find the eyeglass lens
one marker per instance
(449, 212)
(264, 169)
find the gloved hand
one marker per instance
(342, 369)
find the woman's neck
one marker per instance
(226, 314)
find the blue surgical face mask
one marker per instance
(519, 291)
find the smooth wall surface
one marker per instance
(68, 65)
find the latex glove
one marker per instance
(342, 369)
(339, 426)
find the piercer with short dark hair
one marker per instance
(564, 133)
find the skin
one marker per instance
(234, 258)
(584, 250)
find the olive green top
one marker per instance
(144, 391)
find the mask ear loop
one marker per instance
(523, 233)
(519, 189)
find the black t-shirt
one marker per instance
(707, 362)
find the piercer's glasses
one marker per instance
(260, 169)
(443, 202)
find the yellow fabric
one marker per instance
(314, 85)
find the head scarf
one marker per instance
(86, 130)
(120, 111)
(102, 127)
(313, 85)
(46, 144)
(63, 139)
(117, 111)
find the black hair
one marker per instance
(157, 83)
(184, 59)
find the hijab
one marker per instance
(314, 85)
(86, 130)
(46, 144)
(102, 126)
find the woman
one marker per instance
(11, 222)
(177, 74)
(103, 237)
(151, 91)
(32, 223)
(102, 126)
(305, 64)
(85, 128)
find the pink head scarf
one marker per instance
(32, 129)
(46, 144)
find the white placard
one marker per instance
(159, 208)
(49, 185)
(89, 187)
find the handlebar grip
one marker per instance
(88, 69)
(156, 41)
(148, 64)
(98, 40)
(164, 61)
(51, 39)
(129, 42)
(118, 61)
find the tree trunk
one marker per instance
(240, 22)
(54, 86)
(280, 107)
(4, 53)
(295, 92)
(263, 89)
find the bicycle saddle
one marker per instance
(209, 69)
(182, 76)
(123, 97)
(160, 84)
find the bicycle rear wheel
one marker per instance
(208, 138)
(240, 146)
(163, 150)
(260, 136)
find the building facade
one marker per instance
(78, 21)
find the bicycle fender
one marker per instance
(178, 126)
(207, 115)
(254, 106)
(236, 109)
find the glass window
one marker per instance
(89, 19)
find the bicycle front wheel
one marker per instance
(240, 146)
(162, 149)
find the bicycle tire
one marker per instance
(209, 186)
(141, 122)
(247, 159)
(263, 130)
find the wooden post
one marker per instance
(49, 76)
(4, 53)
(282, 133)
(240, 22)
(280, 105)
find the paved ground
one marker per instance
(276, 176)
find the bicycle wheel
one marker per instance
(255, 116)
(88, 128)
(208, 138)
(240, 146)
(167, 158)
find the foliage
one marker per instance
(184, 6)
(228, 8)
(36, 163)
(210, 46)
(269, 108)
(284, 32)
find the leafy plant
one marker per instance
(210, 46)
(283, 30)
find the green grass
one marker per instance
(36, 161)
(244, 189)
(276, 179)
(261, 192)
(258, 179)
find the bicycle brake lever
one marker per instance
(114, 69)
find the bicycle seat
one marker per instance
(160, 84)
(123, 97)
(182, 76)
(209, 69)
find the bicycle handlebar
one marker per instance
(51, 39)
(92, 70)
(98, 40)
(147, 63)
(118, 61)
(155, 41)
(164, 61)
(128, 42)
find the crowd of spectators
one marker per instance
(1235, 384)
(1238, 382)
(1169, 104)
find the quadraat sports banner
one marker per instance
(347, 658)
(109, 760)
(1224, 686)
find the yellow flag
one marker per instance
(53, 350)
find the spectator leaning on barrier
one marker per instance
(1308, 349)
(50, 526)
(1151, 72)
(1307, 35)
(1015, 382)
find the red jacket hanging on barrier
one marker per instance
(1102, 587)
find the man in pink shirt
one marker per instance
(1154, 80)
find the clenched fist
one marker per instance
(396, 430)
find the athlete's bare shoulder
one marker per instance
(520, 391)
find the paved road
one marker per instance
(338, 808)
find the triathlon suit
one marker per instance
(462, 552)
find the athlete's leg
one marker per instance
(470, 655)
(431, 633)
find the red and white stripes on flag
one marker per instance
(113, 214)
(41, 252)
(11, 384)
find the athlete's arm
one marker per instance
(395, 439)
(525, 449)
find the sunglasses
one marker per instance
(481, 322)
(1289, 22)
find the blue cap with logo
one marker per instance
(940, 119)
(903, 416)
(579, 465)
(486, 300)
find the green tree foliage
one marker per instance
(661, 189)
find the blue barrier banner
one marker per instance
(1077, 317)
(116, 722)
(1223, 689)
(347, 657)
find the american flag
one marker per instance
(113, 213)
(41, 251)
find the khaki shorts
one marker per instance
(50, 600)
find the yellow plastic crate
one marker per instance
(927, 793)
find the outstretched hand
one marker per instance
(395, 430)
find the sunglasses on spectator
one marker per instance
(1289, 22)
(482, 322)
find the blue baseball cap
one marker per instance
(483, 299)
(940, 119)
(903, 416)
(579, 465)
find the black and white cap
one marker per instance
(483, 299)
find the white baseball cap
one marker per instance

^^^^

• Task prompt
From the first line to the last, set down every record exactly as written above.

• Answer to this task
find the eyeglass lens
one marker per instance
(449, 212)
(264, 169)
find the gloved hand
one marker per instance
(342, 369)
find the woman's neck
one marker per instance
(226, 314)
find the blue surgical face mask
one marker per instance
(519, 291)
find the smooth wall surface
one marker per instance
(68, 65)
find the latex glove
one marker per instance
(342, 369)
(339, 426)
find the piercer with short dark hair
one marker per instance
(564, 133)
find the skin
one marker per instance
(234, 258)
(584, 250)
find the olive green top
one marker per instance
(144, 391)
find the mask ear loop
one marker per instance
(523, 233)
(519, 189)
find the black t-shirt
one marker per instance
(707, 362)
find the piercer's glasses
one marker per instance
(260, 169)
(443, 202)
find the yellow fabric
one marker per instance
(314, 85)
find the head scarf
one marker per instance
(86, 130)
(120, 111)
(102, 127)
(313, 85)
(46, 144)
(63, 139)
(117, 111)
find the black hair
one marker per instance
(157, 83)
(184, 59)
find the hijab
one marker per instance
(314, 85)
(86, 130)
(46, 144)
(102, 126)
find the woman
one marker per instance
(11, 222)
(177, 74)
(103, 237)
(151, 91)
(32, 223)
(102, 126)
(305, 64)
(85, 128)
find the pink head scarf
one marker per instance
(32, 129)
(46, 144)
find the white placard
one marker per instance
(159, 208)
(49, 185)
(89, 187)
find the handlebar grip
one marker per instance
(88, 69)
(156, 41)
(148, 64)
(98, 40)
(164, 61)
(51, 39)
(129, 42)
(118, 61)
find the tree trunk
one marker per instance
(240, 22)
(54, 86)
(280, 107)
(4, 53)
(295, 92)
(263, 89)
find the bicycle saddle
one marker per instance
(209, 69)
(182, 76)
(123, 97)
(160, 84)
find the bicycle rear wheel
one marker per instance
(208, 138)
(240, 146)
(163, 150)
(260, 136)
find the building facade
one marker per instance
(78, 21)
find the bicycle fender
one marker per instance
(178, 126)
(207, 115)
(254, 106)
(236, 109)
find the glass window
one marker per instance
(89, 19)
find the bicycle front wheel
one marker per instance
(240, 146)
(162, 149)
find the bicycle tire
one marker per instance
(209, 186)
(141, 122)
(247, 159)
(263, 130)
find the wooden post
one marker per instance
(49, 76)
(4, 53)
(282, 133)
(240, 22)
(280, 105)
find the paved ground
one marker per instance
(276, 176)
find the bicycle wheel
one marker per instance
(255, 116)
(88, 128)
(208, 138)
(240, 146)
(167, 158)
find the foliage
one marker per instance
(184, 6)
(228, 8)
(36, 163)
(210, 46)
(269, 108)
(284, 32)
find the leafy plant
one marker per instance
(210, 46)
(283, 30)
find the green grass
one marker per instance
(36, 161)
(244, 189)
(276, 179)
(261, 192)
(258, 179)
find the bicycle brake lever
one marker per instance
(114, 69)
find the bicycle seat
one marker per instance
(160, 84)
(123, 97)
(182, 76)
(209, 69)
find the bicycle handlebar
one marker per instance
(51, 39)
(92, 70)
(98, 40)
(147, 63)
(118, 61)
(155, 41)
(164, 61)
(128, 42)
find the crowd of spectators
one marker per instance
(1235, 384)
(1238, 382)
(1169, 104)
find the quadraat sports banner
one marker per instance
(347, 658)
(109, 760)
(1224, 686)
find the yellow flag
one marker per instance
(53, 350)
find the spectator leaning on barrier
one marker per instance
(1308, 349)
(50, 526)
(1151, 72)
(1307, 35)
(1015, 382)
find the red jacket hanging on barrier
one marker per instance
(1102, 587)
find the man in pink shirt
one marker per instance
(1154, 80)
find the clenched fist
one marker per instance
(396, 430)
find the athlete's bare shoulder
one marker per instance
(520, 391)
find the paved road
one marker per instance
(338, 808)
find the triathlon suit
one marker per instance
(462, 552)
find the athlete's leg
one marker per instance
(470, 655)
(431, 633)
find the red and white stripes on flag
one marker per instance
(113, 214)
(41, 252)
(11, 384)
find the athlete's arm
one marker per instance
(395, 439)
(525, 449)
find the sunglasses
one marker per instance
(481, 322)
(1289, 22)
find the blue cap with logo
one marker per instance
(940, 119)
(903, 416)
(579, 465)
(486, 300)
find the green tree foliage
one marker per instance
(661, 189)
find the blue barrier banner
one marker per instance
(1077, 317)
(116, 722)
(1223, 689)
(347, 657)
find the american flag
one marker per instance
(113, 213)
(41, 251)
find the khaki shorts
one marker per instance
(50, 600)
find the yellow plastic crate
one marker per instance
(927, 793)
find the outstretched hand
one marker per instance
(395, 430)
find the sunglasses on spectator
one marker per instance
(1289, 22)
(482, 322)
find the blue baseball cap
one marker per instance
(483, 299)
(940, 119)
(903, 416)
(579, 465)
find the black and white cap
one marker per instance
(483, 299)
find the white baseball cap
one marker per instance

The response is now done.